* Activity: Nothing may be dropped or added when the entries below are copied.

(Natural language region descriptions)
_____

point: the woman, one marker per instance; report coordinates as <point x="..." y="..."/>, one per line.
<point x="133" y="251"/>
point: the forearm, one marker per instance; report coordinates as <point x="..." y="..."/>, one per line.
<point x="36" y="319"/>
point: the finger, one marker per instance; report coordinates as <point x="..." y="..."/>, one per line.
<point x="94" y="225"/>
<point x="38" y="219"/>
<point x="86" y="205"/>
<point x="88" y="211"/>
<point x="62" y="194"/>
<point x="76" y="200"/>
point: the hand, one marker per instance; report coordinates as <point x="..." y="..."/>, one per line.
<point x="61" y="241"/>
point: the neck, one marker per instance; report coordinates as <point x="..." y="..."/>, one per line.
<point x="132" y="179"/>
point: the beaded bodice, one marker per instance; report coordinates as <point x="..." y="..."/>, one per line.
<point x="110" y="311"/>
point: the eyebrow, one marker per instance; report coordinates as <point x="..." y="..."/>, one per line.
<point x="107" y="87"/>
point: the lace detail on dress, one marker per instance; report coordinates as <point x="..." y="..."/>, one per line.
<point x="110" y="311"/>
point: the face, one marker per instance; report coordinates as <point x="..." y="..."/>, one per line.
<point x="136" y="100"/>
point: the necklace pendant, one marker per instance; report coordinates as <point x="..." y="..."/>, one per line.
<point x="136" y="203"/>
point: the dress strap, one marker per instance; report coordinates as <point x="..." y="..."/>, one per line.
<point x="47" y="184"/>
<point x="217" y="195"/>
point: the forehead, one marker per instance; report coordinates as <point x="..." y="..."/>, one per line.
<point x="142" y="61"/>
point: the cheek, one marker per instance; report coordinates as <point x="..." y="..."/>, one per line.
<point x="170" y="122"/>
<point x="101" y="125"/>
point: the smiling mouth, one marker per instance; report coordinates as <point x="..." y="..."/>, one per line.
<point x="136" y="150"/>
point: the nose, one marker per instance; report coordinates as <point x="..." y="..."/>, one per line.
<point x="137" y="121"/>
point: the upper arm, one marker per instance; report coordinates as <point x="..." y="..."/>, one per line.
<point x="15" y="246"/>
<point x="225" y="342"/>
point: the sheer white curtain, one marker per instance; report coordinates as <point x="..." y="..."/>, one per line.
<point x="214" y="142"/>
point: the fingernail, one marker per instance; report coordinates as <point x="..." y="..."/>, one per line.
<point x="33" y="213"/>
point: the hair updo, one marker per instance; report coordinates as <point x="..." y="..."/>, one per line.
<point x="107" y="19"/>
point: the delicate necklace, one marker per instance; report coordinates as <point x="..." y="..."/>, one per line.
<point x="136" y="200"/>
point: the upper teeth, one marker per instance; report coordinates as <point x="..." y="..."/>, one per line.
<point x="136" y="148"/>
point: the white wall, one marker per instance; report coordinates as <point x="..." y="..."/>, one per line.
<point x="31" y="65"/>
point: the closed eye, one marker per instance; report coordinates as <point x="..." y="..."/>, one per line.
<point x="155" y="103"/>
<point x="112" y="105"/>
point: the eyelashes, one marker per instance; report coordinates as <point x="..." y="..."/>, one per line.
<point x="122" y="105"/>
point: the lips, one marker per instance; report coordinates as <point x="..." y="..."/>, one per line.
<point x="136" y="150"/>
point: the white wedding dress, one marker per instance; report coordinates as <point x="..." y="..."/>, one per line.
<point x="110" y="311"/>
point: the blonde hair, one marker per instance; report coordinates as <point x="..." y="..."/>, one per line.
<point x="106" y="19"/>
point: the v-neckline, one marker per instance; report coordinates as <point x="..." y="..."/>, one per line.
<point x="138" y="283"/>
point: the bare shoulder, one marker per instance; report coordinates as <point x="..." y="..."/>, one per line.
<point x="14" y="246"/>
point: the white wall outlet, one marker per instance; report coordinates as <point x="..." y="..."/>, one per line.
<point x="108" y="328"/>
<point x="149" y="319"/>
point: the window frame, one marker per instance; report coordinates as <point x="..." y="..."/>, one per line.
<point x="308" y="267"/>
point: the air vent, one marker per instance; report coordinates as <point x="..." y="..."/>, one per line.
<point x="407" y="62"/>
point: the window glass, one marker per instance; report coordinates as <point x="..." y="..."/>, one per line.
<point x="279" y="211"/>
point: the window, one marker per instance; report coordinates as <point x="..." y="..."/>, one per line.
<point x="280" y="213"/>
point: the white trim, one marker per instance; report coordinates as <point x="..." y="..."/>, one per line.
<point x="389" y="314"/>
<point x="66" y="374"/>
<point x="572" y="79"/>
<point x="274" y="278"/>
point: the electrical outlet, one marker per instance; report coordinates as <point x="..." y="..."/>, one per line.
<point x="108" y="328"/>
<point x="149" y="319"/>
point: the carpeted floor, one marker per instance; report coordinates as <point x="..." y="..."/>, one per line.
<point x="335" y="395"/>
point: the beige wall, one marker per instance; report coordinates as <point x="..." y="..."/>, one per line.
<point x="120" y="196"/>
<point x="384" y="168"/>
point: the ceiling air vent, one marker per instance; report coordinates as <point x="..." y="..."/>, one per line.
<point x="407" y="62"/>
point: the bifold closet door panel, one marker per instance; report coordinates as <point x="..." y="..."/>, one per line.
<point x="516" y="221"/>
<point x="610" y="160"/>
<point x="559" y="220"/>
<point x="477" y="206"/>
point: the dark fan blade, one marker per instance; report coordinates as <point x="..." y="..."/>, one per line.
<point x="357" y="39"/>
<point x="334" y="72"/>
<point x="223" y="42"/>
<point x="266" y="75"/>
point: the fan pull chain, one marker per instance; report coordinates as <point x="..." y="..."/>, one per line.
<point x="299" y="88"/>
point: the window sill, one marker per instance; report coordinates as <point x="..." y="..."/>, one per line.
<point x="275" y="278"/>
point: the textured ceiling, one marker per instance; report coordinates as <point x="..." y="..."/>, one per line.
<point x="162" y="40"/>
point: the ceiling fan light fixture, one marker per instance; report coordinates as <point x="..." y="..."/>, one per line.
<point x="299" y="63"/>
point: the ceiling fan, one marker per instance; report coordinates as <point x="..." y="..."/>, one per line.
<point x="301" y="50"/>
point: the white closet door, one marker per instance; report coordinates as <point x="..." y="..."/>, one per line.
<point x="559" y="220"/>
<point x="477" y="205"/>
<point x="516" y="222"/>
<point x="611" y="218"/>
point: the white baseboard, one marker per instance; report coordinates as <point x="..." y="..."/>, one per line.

_____

* Exercise output:
point: the woman, one marker per instance; report coordinates as <point x="..." y="..."/>, one per line.
<point x="133" y="251"/>
point: the forearm, one marker per instance; report coordinates as <point x="..." y="..."/>, one per line.
<point x="36" y="319"/>
point: the finger, one marker per instance; report coordinates as <point x="..." y="..."/>, one per line.
<point x="94" y="225"/>
<point x="38" y="219"/>
<point x="86" y="205"/>
<point x="88" y="211"/>
<point x="62" y="194"/>
<point x="76" y="200"/>
point: the hand, one marker per instance; report coordinates as <point x="..." y="..."/>, one per line.
<point x="61" y="241"/>
point: the neck, one marker per instance; report coordinates as <point x="..." y="..."/>, one per line.
<point x="132" y="179"/>
point: the beaded bodice, one marker per instance; report coordinates as <point x="..." y="..."/>, one per line.
<point x="110" y="311"/>
point: the eyebrow, one marker per instance; report coordinates as <point x="..." y="..."/>, one per line.
<point x="107" y="87"/>
point: the lace detail on dress, one marker per instance; report coordinates as <point x="..." y="..."/>, one per line.
<point x="110" y="311"/>
point: the face, one marker per instance; report coordinates as <point x="..." y="..."/>, one per line.
<point x="136" y="100"/>
point: the necklace pendant, one marker per instance; report coordinates as <point x="..." y="..."/>, one per line.
<point x="136" y="203"/>
point: the dress strap, one marker per instance; report coordinates as <point x="..." y="..."/>, one per line.
<point x="47" y="184"/>
<point x="217" y="195"/>
point: the forehead, one marker per instance; report coordinates as <point x="..." y="..."/>, one per line.
<point x="142" y="61"/>
point: the cheek, one marker per instance; report coordinates as <point x="..." y="..."/>, one per line.
<point x="170" y="122"/>
<point x="101" y="125"/>
point: the smiling mouth, one marker per instance; report coordinates as <point x="..." y="..."/>, one per line.
<point x="136" y="150"/>
point: the nose, one marker per instance; report coordinates as <point x="..." y="..."/>, one per line.
<point x="137" y="121"/>
point: the upper arm, one marker per instance; report coordinates as <point x="..." y="..."/>, one per line.
<point x="15" y="246"/>
<point x="225" y="342"/>
point: the sheer white curtain, one marker per instance; report coordinates as <point x="..." y="..."/>, one per line.
<point x="214" y="142"/>
point: the fingernail, one marker per instance; report coordinates as <point x="..." y="..."/>, one per line.
<point x="33" y="213"/>
point: the hair updo, one marker per instance; report coordinates as <point x="..." y="..."/>, one per line.
<point x="107" y="19"/>
point: the delicate necklace, one marker per instance; report coordinates as <point x="..." y="..."/>, one per line.
<point x="136" y="200"/>
point: the upper teeth, one marker per instance; report coordinates as <point x="..." y="..."/>, one per line.
<point x="136" y="148"/>
point: the white wall, one marker per instance; report coordinates as <point x="..." y="..."/>, one per line.
<point x="31" y="65"/>
point: the closed eye, one marker per instance; report coordinates as <point x="..." y="..."/>, one per line.
<point x="155" y="103"/>
<point x="112" y="105"/>
point: the eyelashes, one marker per instance; report coordinates as <point x="..." y="..."/>, one per line.
<point x="122" y="105"/>
point: the lips, one marker per instance; report coordinates as <point x="..." y="..."/>, one per line.
<point x="136" y="150"/>
point: the white wedding dress, one marker per instance; report coordinates as <point x="..." y="..."/>, one per line.
<point x="110" y="311"/>
point: the blonde hair, one marker per instance; report coordinates as <point x="..." y="..."/>, one per line.
<point x="106" y="19"/>
point: the v-neckline, one marker per instance; report coordinates as <point x="..." y="..."/>, one per line.
<point x="138" y="283"/>
point: the bare shoulder, one marker per instance; report coordinates as <point x="..." y="..."/>, one per line.
<point x="14" y="246"/>
point: the white wall outlet, one marker per instance; report coordinates as <point x="..." y="..."/>, one per line.
<point x="108" y="328"/>
<point x="149" y="319"/>
point: the window frame, one marker per instance; report coordinates as <point x="..." y="..."/>, one per line.
<point x="308" y="267"/>
point: the air vent, one marker per instance; report coordinates as <point x="..." y="..."/>, one per line.
<point x="407" y="62"/>
point: the window glass, one marker per instance; report coordinates as <point x="..." y="..."/>, one per line.
<point x="279" y="211"/>
point: the window, one marker per instance; report coordinates as <point x="..." y="..."/>, one per line.
<point x="280" y="213"/>
point: the white trim, one marker per instance; report coordinates as <point x="..." y="..."/>, one per line.
<point x="389" y="314"/>
<point x="66" y="374"/>
<point x="572" y="79"/>
<point x="274" y="278"/>
point: the electrical outlet, one marker per instance; report coordinates as <point x="..." y="..."/>, one per line.
<point x="108" y="328"/>
<point x="149" y="319"/>
point: the carpeted floor, one marker per instance; report coordinates as <point x="..." y="..."/>, one per line.
<point x="335" y="395"/>
point: the beige wall, one marker per instance; report coordinates as <point x="..." y="..."/>, one per line.
<point x="120" y="196"/>
<point x="384" y="168"/>
point: the ceiling air vent, one marker per instance; report coordinates as <point x="..." y="..."/>, one per line.
<point x="407" y="62"/>
point: the bifold closet door panel, one marker per instance; report coordinates as <point x="..." y="..."/>, one per line.
<point x="516" y="221"/>
<point x="610" y="160"/>
<point x="559" y="220"/>
<point x="477" y="206"/>
point: the dark fan blade, one marker per instance; report coordinates as <point x="..." y="..."/>, one per line.
<point x="357" y="39"/>
<point x="334" y="72"/>
<point x="223" y="42"/>
<point x="266" y="75"/>
point: the fan pull chain, one marker per instance; report coordinates as <point x="..." y="..."/>, one per line.
<point x="299" y="88"/>
point: the window sill, one marker per instance; report coordinates as <point x="..." y="..."/>, one per line.
<point x="275" y="278"/>
point: the textured ceiling, one marker per instance; report coordinates as <point x="..." y="..."/>, one per line.
<point x="162" y="40"/>
point: the ceiling fan light fixture, one marker per instance; report coordinates as <point x="..." y="..."/>, one per line.
<point x="299" y="63"/>
point: the ceiling fan, one marker per instance; report coordinates as <point x="..." y="..."/>, one per line.
<point x="301" y="50"/>
point: the white closet door, one marker per instance; report coordinates as <point x="..." y="..."/>, one per line.
<point x="559" y="220"/>
<point x="477" y="205"/>
<point x="516" y="222"/>
<point x="611" y="218"/>
point: the white baseboard, one marker per instance; report coordinates as <point x="..." y="..."/>, one per line.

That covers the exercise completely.